* **BRIEF**
Find each line in the data below that contains the string "spoon", and copy every one of those lines in full.

+ + + + + + +

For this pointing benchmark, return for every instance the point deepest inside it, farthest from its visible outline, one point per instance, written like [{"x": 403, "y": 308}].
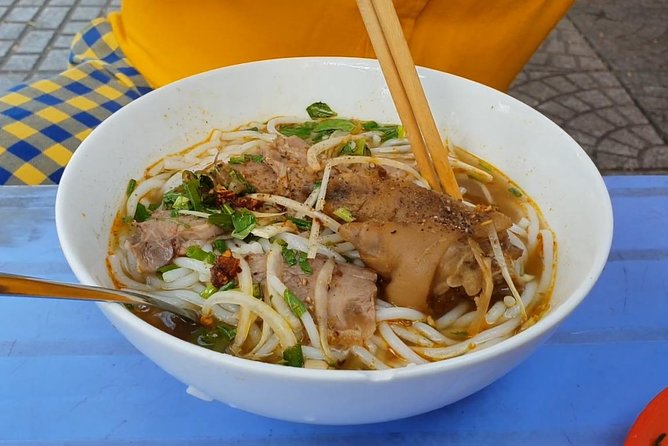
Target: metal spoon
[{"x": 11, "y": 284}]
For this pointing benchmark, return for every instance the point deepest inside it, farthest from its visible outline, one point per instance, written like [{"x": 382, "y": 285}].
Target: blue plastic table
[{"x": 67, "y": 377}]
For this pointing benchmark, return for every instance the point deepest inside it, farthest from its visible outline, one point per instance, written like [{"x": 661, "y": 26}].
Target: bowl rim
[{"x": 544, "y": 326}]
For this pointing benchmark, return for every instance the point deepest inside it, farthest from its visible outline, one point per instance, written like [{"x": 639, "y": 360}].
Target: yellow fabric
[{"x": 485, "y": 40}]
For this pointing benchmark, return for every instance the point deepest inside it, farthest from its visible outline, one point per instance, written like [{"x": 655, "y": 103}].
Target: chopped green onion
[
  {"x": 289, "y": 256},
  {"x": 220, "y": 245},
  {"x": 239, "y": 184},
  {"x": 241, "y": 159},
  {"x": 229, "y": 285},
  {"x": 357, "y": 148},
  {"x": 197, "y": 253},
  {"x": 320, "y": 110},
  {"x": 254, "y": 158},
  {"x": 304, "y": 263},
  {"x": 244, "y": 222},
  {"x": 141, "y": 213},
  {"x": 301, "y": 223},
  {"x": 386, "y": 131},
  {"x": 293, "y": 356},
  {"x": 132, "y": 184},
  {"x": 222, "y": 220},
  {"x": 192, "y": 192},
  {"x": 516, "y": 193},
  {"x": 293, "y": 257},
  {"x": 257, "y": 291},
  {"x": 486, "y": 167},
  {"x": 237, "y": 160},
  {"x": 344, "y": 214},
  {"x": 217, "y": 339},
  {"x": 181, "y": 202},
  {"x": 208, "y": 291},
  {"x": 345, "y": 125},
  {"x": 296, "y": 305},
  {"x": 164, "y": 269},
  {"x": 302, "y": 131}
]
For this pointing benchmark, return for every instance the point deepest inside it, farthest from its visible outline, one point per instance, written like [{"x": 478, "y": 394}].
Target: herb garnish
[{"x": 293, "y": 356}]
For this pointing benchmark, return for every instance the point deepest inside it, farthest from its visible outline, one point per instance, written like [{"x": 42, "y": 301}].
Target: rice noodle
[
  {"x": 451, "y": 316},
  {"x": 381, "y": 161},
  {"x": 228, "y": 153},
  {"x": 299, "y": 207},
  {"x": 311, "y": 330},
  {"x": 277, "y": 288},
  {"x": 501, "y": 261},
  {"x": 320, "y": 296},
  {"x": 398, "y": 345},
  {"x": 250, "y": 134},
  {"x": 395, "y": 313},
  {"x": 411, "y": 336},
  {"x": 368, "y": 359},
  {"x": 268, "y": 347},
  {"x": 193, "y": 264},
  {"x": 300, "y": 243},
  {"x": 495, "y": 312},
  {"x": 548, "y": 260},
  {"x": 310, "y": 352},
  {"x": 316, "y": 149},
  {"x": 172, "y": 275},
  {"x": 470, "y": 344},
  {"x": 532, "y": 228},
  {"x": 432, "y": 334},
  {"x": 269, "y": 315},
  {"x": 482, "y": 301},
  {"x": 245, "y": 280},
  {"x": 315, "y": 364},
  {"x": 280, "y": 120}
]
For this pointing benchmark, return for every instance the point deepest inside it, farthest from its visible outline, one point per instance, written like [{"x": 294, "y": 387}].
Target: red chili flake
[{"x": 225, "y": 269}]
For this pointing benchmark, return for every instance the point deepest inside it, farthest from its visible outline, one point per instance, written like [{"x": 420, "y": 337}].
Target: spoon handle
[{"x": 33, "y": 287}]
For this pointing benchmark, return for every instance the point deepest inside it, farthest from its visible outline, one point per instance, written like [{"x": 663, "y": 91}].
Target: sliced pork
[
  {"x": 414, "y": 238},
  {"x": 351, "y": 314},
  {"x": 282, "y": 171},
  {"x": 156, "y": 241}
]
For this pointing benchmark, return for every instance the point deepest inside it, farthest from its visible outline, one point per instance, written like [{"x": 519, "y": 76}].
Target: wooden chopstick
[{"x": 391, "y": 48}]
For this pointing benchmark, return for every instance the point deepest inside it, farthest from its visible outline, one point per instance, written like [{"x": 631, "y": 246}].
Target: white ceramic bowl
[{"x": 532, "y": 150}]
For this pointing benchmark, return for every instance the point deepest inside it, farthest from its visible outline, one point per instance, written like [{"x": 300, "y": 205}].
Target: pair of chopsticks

+ + + + + + +

* **RIGHT ANSWER**
Target: metal spoon
Target: spoon handle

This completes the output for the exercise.